**Exercise description:** Reproduce the full listing below, requests included, and add 135 to every coordinate in the bounding-box answers. Leave the requests and their sample output format unchanged.

**Records for the task:**

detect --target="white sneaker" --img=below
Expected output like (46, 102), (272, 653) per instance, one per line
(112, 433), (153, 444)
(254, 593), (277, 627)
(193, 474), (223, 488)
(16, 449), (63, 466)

**Exercise output:**
detect --target="white sneaker" --img=below
Expected output like (46, 102), (272, 653) per instance, one per line
(247, 568), (288, 579)
(389, 728), (412, 762)
(328, 609), (358, 623)
(151, 584), (198, 601)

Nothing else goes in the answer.